What to work on. Would you copy the lines below exactly and omit the images?

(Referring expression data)

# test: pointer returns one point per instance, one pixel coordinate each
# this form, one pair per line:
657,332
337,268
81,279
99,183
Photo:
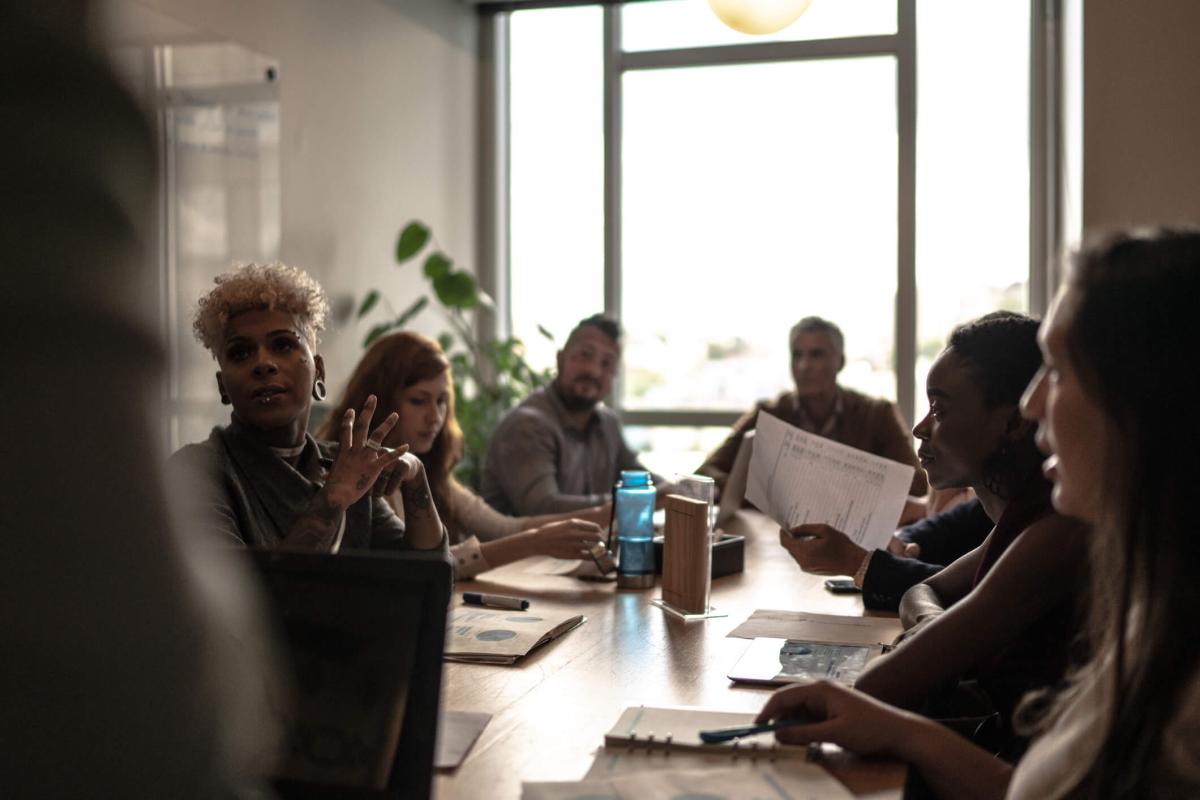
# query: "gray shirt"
239,489
541,462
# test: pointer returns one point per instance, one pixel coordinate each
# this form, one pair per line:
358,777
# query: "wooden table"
552,709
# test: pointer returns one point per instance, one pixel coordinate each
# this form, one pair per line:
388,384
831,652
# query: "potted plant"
490,377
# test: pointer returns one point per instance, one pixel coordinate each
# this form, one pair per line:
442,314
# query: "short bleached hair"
255,287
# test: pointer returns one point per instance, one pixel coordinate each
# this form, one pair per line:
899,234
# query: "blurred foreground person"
1115,405
130,667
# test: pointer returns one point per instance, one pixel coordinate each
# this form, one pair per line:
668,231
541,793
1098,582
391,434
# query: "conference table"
551,710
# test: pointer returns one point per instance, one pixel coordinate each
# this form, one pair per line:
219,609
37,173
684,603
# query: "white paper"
798,477
457,731
805,626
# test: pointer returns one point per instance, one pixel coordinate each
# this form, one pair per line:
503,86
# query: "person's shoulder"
856,400
1056,527
198,453
532,413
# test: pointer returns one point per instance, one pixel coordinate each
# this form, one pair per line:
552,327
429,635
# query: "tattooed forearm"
417,498
317,527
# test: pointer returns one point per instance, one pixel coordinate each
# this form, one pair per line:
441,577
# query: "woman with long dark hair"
411,376
1116,410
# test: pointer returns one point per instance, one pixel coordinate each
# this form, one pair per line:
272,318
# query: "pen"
495,601
718,735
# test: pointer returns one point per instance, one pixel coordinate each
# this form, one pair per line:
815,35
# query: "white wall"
378,103
1141,113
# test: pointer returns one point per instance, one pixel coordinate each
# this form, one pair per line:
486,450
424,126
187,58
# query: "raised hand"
840,715
822,549
361,457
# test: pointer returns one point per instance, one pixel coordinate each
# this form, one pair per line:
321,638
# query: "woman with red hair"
411,376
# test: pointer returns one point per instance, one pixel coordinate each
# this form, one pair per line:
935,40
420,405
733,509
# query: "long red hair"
390,366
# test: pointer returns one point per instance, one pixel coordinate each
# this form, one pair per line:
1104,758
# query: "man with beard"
563,449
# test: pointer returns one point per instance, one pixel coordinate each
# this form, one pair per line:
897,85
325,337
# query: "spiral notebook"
678,729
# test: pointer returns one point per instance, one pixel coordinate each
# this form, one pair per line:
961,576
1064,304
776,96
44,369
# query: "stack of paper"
742,782
489,636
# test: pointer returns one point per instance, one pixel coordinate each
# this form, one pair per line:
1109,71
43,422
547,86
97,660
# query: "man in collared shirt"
563,449
820,405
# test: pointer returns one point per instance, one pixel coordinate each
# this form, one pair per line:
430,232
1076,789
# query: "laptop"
735,492
361,636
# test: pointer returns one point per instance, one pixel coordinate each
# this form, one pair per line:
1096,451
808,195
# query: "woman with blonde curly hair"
411,376
262,480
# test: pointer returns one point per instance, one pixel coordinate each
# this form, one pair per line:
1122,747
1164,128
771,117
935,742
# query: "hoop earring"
999,474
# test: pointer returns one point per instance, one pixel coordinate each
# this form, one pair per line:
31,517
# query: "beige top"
473,521
472,516
1059,758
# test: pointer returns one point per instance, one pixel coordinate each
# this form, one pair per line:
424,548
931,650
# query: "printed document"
798,477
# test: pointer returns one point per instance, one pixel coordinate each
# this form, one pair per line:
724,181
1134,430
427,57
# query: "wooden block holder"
687,555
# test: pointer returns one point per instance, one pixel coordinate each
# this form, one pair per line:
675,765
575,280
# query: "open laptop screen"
361,637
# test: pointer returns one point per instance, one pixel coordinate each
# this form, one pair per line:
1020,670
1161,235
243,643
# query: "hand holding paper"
799,479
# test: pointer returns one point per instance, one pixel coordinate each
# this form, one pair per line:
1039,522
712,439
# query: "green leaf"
369,302
437,265
412,239
376,332
412,311
456,290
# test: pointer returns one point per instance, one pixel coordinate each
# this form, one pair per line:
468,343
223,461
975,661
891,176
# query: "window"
711,188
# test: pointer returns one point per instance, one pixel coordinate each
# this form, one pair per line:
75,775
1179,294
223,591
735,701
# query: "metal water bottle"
635,529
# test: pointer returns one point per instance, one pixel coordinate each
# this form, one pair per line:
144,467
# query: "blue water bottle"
635,529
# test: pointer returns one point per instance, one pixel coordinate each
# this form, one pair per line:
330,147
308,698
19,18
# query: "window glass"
673,24
754,196
556,193
673,450
972,168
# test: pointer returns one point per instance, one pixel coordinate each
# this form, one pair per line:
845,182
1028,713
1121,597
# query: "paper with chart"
744,781
798,477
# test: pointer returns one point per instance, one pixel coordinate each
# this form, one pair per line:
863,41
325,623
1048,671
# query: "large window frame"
1047,220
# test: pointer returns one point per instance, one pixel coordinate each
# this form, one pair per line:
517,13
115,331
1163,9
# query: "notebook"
491,636
361,637
791,781
801,647
786,661
677,728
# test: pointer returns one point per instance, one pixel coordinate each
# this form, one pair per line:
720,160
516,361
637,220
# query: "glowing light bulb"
759,17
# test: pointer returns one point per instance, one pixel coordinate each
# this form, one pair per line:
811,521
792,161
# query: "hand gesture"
408,468
822,549
841,715
898,546
568,539
361,457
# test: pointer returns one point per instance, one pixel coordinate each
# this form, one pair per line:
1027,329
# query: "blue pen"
718,735
495,601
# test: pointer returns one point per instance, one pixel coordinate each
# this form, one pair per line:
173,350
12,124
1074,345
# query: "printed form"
798,477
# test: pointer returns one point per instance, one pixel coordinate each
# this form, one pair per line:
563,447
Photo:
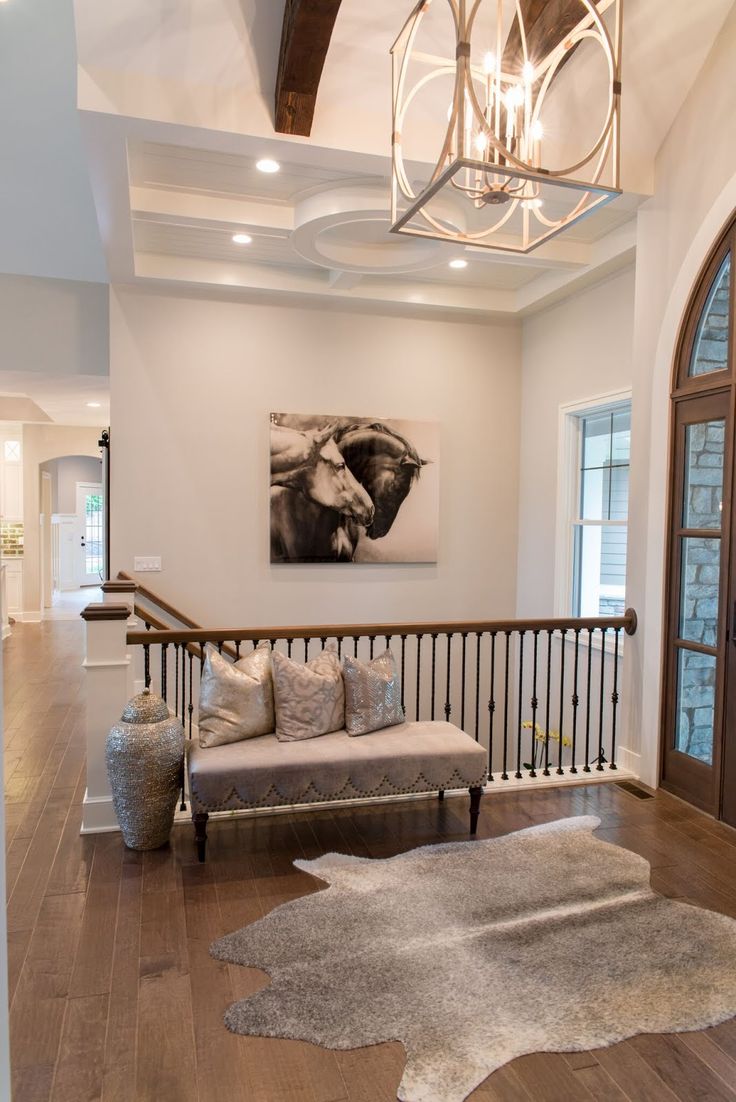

Output below.
# test: pointer returns one point per instance, one pixel coordinate each
# this form, one pair per line:
657,332
337,268
81,279
99,183
Photo:
# query: "gray shirt"
239,489
541,462
# test: pointer returns one point per instance, one pixel coordinate each
# this form, one pair per line:
358,777
# query: "wooden table"
552,709
# test: pointer returns one point per instance, one pixel coordinate each
# this form, one pair per line:
388,384
831,652
# query: "potted plant"
490,377
# test: pointer returns one point per instance, one pixel coordinate each
# this form, one pair per line:
442,314
# query: "short bleached hair"
255,287
# test: pointer returns one point per instance, one pixel coordinate each
# this form, one pair per line:
899,234
# query: "blurred foreground person"
1115,405
130,667
# test: pointer returns one point per instance, one pixel coordinate each
# this form, one pair per line:
668,231
541,793
1098,582
391,434
# query: "conference table"
551,710
# test: pointer returns one point per instance, one pixel coordinate each
# this form, one pair per line:
219,609
37,173
684,603
# query: "white paper"
798,477
457,731
805,626
# test: pointer returns one point per instance, one pixel coordinate each
# this form, one pair per line:
503,86
# query: "person's shoulder"
856,400
1056,527
198,453
532,413
# test: pointer returns one point per instance, one pixel coordinate each
# this form, one pair per line:
552,327
429,635
# query: "tattooed forearm"
417,498
317,527
# test: pointer returns one point per instance, one pixel coordinate each
# this form, one pair per line:
441,577
# query: "woman with long dark hair"
411,376
1116,410
# test: pointer returns one point per instance, one pixel coordinate each
# this form, one pair per line:
272,318
# query: "pen"
495,601
718,735
# test: pointer returns one point per instance, one pixel coordinate each
# this form, one pair per line:
815,35
# query: "white wall"
378,103
1141,113
# test: pointer returns one point per instance, one pixel coordinate each
# this form, one pair per line:
486,450
424,126
187,58
# query: "raised hand"
840,715
822,549
361,457
# test: pointer returns one point per instance, one pixel coordinate each
# this form, one pair per line:
321,638
# query: "woman with red hair"
411,376
# test: pointer returns one point per instance, one pixel coordinate each
# this form, one pair per line:
935,40
420,405
733,509
# query: "long red hair"
390,366
# test: pointer returns one point per instance, one pixel coordinate each
# this form, one pair per line:
1104,758
# query: "man with beard"
563,449
# test: pointer returns one point per instance, one pixel coordinate each
# this form, one pair per line:
897,85
325,337
# query: "spiral notebook"
678,729
# test: pointer returns one point per instance, one pixel coordinate each
# this form, one pair per line:
961,576
1064,304
776,96
44,369
# query: "stack of paper"
742,782
489,636
# test: pointer returns one point per instance, one pixel coordinate each
# this form, one pair per line:
1109,71
43,422
547,86
97,660
# query: "man in collared shirt"
563,449
820,405
# test: pointer returns one point per instance, one pixel coordinate each
# this form, one pair per line:
430,232
1076,789
# query: "laptop"
735,492
361,636
# test: pointer returns one point per instance, one pixel coordinate each
# this form, one pair per line:
1096,451
808,195
# query: "woman with blonde curly hair"
411,376
262,480
# test: pointer returns one point per instance, one pixel coordinate each
# this form, one pair per line:
1122,747
1164,128
771,117
935,742
# query: "hoop earring"
999,474
# test: pointer returns one point per instance, one pixel coordinate each
# this form, one pair per line:
31,517
# query: "beige top"
473,521
472,516
1059,758
# test: pointer returns one point per instance, one pixel coordinate each
# this form, one pair per line:
424,548
931,650
# query: "printed document"
798,477
# test: pointer returns one point per instance, one pixel coordinate each
# this form, one pair per line:
724,181
1134,430
427,57
# query: "wooden block holder"
687,555
# test: pointer returns one point per instance, one pixel coordinate each
# this form, one pair per line:
675,765
575,280
# query: "open laptop screen"
361,637
# test: pointer returns one point per instance, one pixel coordinate each
# this form, one pair per line:
1020,670
1161,235
243,643
# query: "hand holding paper"
799,479
# test: pointer returns one point per instance, one pixel coordinate each
# this form, one pair per line:
1039,522
712,439
# query: "green leaf"
369,302
437,265
412,239
376,332
412,311
456,290
# test: pointer returns one point per instance, one pixel coordinate each
# this form, one pair per line:
468,343
223,461
975,661
891,176
# query: "window"
711,188
# test: pointer returns one point per instance, one pixel coordinate each
# this form, one pair per line:
75,775
1179,294
223,591
735,701
# query: "metal water bottle"
635,529
# test: pointer returns one point per instance, one pixel coordinate each
# this form, one pair per line:
144,467
# query: "blue water bottle"
635,529
# test: pointer returns one point per instance, one pixel coordinate each
# this form, one pair per line:
330,147
308,698
19,18
# query: "window glass"
673,24
754,196
556,193
673,450
972,168
# test: pointer returns one point per instance, one pixel coordinate each
# this form, one pair per line:
845,182
1028,713
1121,597
# query: "paper with chart"
744,781
798,477
# test: pointer returns one point per instance, one pixel coordinate each
# this form, one pair per line:
863,41
325,623
1048,671
# query: "large window frame"
1047,220
# test: pointer returns one point per instance, one pixel coordinate each
# this form, one pair per line:
517,13
115,331
1163,9
# query: "notebook"
491,636
361,637
791,781
801,647
786,661
677,728
# test: pointer returns one point per instance, one pixel coordinate each
# this form, one pair per line:
720,160
516,361
637,220
# query: "glowing light bulb"
759,17
# test: pointer returns one point per instance, one pixel coordinate each
# this form, one pair per line:
811,521
792,161
# query: "hand gesture"
408,468
822,549
841,715
898,546
568,539
361,457
# test: pointer returns one point per instance, one pixel coordinate each
# this form, one pair per line:
1027,329
# query: "blue pen"
718,735
495,601
# test: pointer returns one point per instance, one pixel coordinate each
# this form, one pair per line:
173,350
12,124
1074,345
# query: "printed form"
798,477
# test: pointer returns one point per instance, one pixel coordinate each
# this form, one pair per line:
563,447
Photo:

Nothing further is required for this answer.